> PROVIDED MATERIAL:
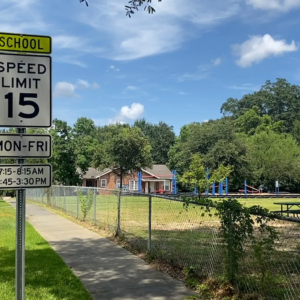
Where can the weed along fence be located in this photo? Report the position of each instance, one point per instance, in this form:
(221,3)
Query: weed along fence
(258,254)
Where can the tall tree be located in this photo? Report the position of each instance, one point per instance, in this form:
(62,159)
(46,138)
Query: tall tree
(64,158)
(84,126)
(199,138)
(274,157)
(280,100)
(126,151)
(161,137)
(195,176)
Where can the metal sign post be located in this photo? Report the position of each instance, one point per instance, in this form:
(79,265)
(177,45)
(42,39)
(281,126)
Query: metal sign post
(25,101)
(20,236)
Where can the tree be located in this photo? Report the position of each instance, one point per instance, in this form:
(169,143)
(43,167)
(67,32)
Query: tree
(134,5)
(274,157)
(84,126)
(195,176)
(64,158)
(232,154)
(126,151)
(296,131)
(280,100)
(161,137)
(107,132)
(199,138)
(251,122)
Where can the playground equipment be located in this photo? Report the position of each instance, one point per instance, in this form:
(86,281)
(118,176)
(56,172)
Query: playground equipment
(174,180)
(252,191)
(214,186)
(220,186)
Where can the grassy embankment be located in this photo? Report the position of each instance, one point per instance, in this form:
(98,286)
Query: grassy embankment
(47,276)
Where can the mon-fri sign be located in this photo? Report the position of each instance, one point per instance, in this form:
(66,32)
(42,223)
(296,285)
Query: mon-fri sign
(25,146)
(25,91)
(25,176)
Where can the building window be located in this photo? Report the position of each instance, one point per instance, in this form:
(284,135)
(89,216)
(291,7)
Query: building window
(103,182)
(133,185)
(167,185)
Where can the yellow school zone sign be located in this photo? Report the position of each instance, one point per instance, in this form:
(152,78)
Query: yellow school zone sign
(25,43)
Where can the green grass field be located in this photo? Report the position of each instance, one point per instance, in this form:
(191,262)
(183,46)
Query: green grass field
(47,276)
(191,237)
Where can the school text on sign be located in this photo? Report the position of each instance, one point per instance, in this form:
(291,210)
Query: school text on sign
(25,43)
(25,90)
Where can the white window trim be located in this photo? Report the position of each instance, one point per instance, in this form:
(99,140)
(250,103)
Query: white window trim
(105,183)
(135,185)
(165,185)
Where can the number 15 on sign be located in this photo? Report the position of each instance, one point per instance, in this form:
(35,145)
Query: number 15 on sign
(25,91)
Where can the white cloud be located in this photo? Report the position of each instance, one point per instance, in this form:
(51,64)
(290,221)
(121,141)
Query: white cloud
(21,17)
(113,68)
(82,84)
(67,42)
(131,88)
(217,61)
(201,73)
(244,87)
(95,86)
(277,5)
(257,48)
(133,112)
(127,113)
(161,32)
(73,60)
(65,89)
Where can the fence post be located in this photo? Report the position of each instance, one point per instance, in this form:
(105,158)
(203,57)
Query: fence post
(77,205)
(119,215)
(150,227)
(65,205)
(95,206)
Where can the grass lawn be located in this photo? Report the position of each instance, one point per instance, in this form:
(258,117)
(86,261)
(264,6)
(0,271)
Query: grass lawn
(191,237)
(47,276)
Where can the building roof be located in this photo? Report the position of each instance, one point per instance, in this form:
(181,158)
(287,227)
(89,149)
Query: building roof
(93,173)
(159,171)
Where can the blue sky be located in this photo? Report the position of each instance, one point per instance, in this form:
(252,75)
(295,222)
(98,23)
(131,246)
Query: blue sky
(178,65)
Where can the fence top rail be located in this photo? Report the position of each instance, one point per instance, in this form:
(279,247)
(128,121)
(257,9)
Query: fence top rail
(177,199)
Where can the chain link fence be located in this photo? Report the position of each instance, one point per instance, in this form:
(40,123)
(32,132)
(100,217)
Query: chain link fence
(186,238)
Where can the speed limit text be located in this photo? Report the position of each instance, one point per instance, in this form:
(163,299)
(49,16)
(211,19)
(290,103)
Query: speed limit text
(21,68)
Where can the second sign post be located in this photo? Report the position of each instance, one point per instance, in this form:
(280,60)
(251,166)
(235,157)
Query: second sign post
(26,101)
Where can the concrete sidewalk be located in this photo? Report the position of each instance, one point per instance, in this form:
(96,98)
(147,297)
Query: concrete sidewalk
(108,271)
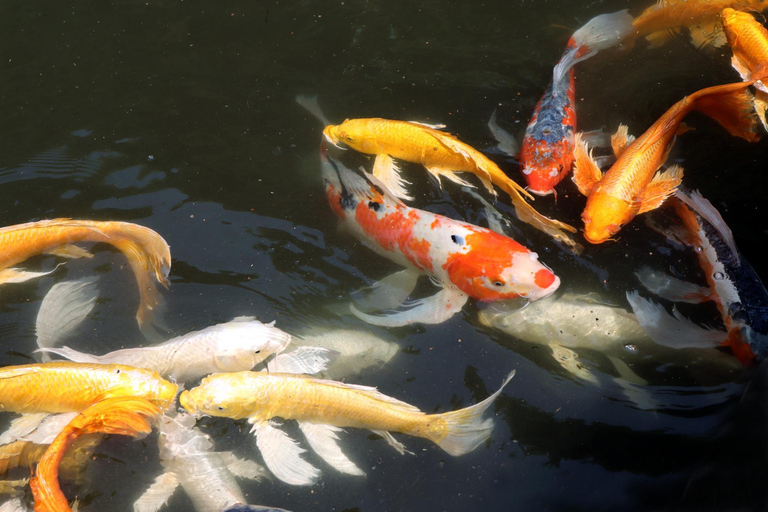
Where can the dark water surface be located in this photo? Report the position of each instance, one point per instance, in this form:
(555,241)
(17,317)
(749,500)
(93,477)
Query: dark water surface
(180,116)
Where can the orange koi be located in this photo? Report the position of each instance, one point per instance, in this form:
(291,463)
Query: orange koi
(128,416)
(748,40)
(701,17)
(443,155)
(632,185)
(147,252)
(72,387)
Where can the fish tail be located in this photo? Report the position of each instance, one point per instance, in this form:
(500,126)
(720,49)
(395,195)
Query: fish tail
(466,429)
(150,259)
(732,106)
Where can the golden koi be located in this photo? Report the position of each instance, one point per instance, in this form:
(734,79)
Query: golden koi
(128,416)
(701,17)
(72,387)
(320,406)
(632,186)
(748,40)
(147,252)
(443,155)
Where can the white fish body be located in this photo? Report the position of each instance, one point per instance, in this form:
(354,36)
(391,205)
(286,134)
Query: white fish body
(207,476)
(237,345)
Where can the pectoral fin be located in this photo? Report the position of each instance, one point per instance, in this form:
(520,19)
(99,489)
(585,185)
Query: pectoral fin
(671,288)
(586,172)
(158,493)
(385,169)
(620,140)
(323,439)
(390,292)
(431,310)
(69,251)
(660,188)
(673,331)
(306,360)
(282,455)
(15,275)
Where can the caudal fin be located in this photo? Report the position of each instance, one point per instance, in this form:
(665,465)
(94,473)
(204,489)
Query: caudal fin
(150,259)
(466,429)
(731,105)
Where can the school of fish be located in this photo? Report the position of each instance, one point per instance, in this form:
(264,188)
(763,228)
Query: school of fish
(257,372)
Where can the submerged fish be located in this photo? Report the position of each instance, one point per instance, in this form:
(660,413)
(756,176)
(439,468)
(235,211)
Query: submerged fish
(190,462)
(147,252)
(748,40)
(632,186)
(464,260)
(128,416)
(320,407)
(733,285)
(546,156)
(234,346)
(72,387)
(701,17)
(443,155)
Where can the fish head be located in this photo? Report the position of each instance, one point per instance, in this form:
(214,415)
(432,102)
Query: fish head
(604,216)
(225,395)
(492,267)
(245,342)
(355,133)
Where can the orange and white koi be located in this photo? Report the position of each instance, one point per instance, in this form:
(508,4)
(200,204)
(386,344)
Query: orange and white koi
(748,40)
(72,387)
(320,407)
(632,186)
(443,155)
(148,253)
(546,156)
(128,416)
(464,260)
(732,285)
(701,17)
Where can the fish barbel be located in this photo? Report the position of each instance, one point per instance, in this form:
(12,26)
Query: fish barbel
(72,387)
(632,186)
(128,416)
(320,407)
(148,253)
(443,155)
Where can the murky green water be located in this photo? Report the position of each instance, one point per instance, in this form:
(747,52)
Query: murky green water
(180,115)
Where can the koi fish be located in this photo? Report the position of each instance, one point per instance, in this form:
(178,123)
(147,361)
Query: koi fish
(148,253)
(701,17)
(128,416)
(233,346)
(321,407)
(733,286)
(632,186)
(464,260)
(207,476)
(443,155)
(72,387)
(546,156)
(748,40)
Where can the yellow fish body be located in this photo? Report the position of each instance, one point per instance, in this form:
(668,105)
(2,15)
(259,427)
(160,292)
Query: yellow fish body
(72,387)
(442,154)
(323,404)
(148,254)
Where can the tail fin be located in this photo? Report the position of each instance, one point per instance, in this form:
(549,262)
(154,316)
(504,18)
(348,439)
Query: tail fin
(149,257)
(466,429)
(122,415)
(732,106)
(604,31)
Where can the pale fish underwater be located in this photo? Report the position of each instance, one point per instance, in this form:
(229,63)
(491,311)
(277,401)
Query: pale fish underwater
(321,407)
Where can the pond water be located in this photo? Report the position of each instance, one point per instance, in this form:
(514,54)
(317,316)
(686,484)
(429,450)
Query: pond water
(180,116)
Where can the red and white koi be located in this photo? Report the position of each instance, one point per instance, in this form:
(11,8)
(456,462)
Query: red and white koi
(464,260)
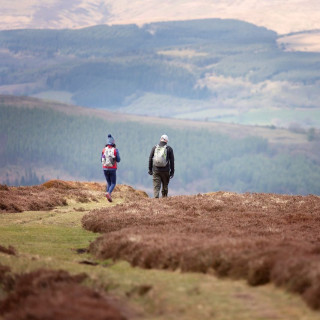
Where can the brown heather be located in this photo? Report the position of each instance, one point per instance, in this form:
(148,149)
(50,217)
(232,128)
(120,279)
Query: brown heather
(56,193)
(260,237)
(49,294)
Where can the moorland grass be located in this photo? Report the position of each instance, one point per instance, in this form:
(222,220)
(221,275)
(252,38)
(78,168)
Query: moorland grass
(48,239)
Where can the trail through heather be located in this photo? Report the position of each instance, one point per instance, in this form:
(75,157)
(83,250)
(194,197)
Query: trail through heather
(260,237)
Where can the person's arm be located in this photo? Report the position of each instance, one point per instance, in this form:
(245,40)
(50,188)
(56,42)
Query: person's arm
(102,156)
(171,159)
(151,159)
(117,155)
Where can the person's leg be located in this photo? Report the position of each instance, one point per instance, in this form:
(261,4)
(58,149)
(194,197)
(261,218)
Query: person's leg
(165,178)
(113,180)
(156,184)
(107,176)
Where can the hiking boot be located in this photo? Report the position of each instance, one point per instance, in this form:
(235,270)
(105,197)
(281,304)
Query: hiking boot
(108,197)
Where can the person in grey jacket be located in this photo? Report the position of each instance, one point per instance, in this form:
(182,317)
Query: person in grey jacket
(162,170)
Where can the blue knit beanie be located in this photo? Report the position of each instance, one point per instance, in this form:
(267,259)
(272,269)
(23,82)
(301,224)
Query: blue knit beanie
(110,139)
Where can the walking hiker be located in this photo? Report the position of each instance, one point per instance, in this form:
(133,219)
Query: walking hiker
(109,158)
(161,166)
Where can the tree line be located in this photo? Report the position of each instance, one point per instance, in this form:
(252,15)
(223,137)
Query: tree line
(205,161)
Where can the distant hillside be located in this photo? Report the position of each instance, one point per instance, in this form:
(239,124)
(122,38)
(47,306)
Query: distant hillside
(282,16)
(41,140)
(213,70)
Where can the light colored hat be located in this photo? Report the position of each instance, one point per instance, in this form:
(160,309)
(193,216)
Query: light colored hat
(164,138)
(110,139)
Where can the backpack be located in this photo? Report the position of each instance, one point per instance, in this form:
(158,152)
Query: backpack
(108,159)
(160,156)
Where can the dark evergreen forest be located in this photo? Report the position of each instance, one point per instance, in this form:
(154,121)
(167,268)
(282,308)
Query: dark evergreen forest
(205,161)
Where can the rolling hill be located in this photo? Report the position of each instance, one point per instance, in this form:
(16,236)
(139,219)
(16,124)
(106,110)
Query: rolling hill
(211,69)
(283,17)
(43,140)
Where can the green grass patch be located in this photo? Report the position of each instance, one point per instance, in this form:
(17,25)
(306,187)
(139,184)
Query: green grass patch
(48,240)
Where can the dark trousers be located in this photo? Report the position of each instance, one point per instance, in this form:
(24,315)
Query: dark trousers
(111,177)
(160,178)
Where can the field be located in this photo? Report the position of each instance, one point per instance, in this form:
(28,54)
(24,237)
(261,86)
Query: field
(209,256)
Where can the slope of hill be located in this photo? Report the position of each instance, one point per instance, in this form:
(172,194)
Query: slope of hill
(214,70)
(284,17)
(41,141)
(46,257)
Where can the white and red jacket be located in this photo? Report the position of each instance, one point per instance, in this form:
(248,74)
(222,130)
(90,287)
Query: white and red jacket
(116,154)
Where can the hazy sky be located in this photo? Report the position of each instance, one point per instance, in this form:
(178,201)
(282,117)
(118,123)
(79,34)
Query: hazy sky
(283,16)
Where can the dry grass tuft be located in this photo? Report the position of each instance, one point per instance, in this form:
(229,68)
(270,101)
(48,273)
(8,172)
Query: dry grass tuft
(48,294)
(259,237)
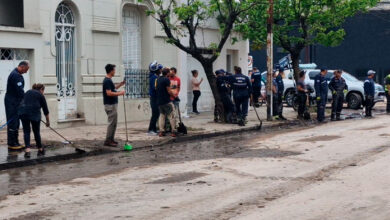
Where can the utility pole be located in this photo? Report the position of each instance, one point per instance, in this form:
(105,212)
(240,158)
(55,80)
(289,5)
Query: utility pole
(270,58)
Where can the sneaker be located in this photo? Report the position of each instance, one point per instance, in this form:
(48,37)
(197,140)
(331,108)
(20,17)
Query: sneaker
(41,152)
(27,154)
(152,133)
(110,144)
(282,117)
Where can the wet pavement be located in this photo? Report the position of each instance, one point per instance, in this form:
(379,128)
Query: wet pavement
(17,180)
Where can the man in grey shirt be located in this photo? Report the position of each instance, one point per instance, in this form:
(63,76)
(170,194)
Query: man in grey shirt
(110,100)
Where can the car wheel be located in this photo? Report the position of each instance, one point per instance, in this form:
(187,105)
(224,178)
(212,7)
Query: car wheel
(354,101)
(289,98)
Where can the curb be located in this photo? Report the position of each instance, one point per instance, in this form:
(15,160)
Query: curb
(101,151)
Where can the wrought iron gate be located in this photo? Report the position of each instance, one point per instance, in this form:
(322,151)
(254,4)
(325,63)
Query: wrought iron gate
(65,62)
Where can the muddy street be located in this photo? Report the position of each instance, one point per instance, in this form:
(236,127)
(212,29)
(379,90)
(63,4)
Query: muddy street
(319,172)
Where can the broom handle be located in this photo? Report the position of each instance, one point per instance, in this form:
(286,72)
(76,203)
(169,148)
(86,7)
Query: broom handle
(124,107)
(56,132)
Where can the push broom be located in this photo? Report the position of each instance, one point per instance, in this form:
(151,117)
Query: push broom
(127,146)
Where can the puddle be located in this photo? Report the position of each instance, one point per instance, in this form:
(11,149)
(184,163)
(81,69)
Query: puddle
(320,138)
(180,177)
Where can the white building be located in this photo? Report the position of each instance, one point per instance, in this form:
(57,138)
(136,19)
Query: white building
(69,42)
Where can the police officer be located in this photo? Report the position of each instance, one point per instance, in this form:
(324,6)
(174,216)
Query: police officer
(12,100)
(301,94)
(387,89)
(321,87)
(256,86)
(280,88)
(224,92)
(369,92)
(338,86)
(242,88)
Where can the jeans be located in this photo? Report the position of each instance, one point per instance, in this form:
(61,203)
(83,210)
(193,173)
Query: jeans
(27,130)
(167,111)
(11,111)
(321,109)
(155,114)
(369,104)
(337,105)
(195,100)
(256,94)
(112,114)
(302,97)
(241,103)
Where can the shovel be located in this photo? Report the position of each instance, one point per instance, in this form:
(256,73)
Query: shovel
(66,140)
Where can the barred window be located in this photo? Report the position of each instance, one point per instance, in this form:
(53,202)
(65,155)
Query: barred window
(137,83)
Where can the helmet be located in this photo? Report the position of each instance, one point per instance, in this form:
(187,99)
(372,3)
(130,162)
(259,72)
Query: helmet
(153,67)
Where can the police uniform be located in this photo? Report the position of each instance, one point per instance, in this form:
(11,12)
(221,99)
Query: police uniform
(12,100)
(242,88)
(256,87)
(337,86)
(280,88)
(369,92)
(387,84)
(302,97)
(321,87)
(224,92)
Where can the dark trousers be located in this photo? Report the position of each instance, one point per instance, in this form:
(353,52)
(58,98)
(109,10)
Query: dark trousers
(241,103)
(388,102)
(369,105)
(155,114)
(321,109)
(256,94)
(195,100)
(11,111)
(337,105)
(302,97)
(280,104)
(228,107)
(27,130)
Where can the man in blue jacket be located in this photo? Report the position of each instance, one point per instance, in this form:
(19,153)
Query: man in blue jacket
(369,92)
(155,71)
(12,100)
(321,87)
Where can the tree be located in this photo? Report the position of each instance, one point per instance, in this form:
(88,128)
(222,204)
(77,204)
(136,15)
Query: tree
(183,19)
(300,23)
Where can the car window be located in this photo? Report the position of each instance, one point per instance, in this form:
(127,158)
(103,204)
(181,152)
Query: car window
(313,74)
(349,77)
(329,75)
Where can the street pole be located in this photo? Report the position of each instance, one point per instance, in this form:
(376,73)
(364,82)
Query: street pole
(270,59)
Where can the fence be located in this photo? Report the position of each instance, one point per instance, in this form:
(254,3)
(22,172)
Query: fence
(137,83)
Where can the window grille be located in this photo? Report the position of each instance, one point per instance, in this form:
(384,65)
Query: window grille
(137,83)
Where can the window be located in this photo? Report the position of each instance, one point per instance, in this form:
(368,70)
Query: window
(313,74)
(11,13)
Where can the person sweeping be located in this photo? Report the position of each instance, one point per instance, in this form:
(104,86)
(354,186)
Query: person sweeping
(30,114)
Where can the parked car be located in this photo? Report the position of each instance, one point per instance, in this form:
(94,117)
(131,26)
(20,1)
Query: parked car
(355,96)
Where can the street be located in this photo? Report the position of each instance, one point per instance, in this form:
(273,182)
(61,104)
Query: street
(337,170)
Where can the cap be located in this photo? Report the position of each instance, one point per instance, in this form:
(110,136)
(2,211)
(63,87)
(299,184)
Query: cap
(370,72)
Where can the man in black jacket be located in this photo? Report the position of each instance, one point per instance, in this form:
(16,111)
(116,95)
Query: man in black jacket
(12,100)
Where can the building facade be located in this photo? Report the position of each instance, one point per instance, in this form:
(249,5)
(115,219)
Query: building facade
(69,42)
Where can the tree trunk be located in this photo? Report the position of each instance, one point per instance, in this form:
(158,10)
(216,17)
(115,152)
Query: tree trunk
(219,112)
(295,63)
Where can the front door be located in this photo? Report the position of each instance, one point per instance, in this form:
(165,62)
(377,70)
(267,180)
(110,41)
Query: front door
(65,63)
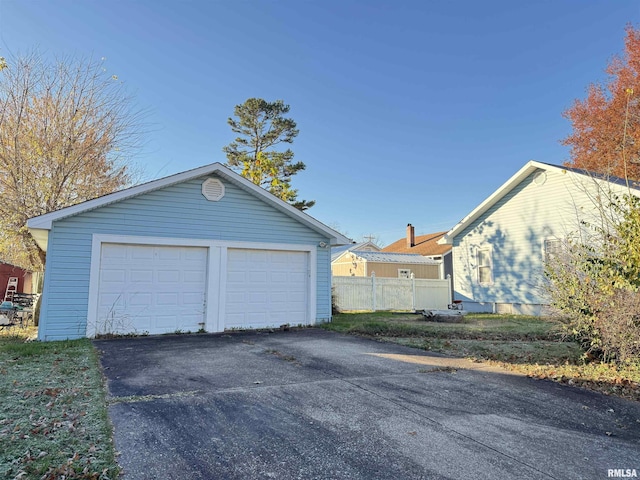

> WHAT IS REQUIRED:
Recast the material as a Markdown table with columns "Row" and "Line", starting at the line containing "Where can the front" and ending at the end of the material. Give each line its own row, leave out blank lines and pictures, and include nothing else.

> EXERCISE OUTPUT:
| Row | Line |
|---|---|
| 1 | Where can the front door be located in this photo? Report the position of each instance, one point per instance, in this form: |
| 2 | (165,62) |
| 3 | (377,70) |
| 4 | (267,180) |
| 5 | (110,41) |
| 6 | Query: front door |
| 7 | (65,63) |